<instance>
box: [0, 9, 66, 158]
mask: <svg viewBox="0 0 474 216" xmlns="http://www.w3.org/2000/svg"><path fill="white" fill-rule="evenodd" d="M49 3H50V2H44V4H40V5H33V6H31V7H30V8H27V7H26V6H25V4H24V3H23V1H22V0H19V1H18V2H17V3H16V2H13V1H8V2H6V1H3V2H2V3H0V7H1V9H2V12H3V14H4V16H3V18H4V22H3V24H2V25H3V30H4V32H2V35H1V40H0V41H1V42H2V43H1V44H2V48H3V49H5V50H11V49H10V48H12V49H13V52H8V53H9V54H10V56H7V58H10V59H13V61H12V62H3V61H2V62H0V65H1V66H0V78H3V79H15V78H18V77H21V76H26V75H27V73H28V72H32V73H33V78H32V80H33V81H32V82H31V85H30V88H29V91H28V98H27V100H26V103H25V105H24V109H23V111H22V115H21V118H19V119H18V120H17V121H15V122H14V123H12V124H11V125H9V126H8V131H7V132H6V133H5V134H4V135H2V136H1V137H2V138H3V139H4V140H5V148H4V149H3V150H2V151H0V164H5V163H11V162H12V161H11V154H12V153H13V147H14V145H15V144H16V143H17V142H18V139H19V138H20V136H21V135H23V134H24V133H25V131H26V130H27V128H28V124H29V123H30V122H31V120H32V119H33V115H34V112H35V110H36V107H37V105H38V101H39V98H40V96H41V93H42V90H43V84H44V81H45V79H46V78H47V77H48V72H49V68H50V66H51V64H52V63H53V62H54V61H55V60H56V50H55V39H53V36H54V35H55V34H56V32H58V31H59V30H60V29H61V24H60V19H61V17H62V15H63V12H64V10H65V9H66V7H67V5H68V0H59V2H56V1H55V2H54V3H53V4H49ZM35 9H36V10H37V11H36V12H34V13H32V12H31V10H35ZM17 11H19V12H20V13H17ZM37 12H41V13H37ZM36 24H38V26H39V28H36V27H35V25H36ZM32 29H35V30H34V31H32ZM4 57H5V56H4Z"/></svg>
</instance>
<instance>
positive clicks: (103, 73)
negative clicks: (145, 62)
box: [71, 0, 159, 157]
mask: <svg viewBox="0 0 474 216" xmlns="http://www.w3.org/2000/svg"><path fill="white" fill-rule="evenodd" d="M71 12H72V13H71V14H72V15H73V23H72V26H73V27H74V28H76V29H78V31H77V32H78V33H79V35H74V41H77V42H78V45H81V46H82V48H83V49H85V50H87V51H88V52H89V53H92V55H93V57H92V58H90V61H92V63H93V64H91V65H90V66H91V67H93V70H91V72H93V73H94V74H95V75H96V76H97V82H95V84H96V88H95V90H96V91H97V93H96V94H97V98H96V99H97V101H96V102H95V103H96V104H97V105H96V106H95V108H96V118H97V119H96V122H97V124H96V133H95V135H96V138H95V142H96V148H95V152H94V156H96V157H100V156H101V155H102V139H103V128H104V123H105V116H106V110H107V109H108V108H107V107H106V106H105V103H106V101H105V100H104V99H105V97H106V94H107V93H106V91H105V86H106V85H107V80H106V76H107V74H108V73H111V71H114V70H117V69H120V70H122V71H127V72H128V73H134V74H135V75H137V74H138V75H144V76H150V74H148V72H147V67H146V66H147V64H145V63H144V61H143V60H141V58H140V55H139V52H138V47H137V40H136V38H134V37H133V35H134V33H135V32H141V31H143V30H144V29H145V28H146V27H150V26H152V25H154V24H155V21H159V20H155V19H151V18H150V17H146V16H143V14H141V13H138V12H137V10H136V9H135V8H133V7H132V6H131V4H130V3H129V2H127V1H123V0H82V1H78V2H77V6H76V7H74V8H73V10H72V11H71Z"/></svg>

=-=-=-=-=

ACTION ITEM:
Which lines in the rows above contain the word "clicks"? Gather each of them and copy it out in full.

SOLUTION TO THE EXERCISE:
positive clicks: (103, 73)
negative clicks: (145, 62)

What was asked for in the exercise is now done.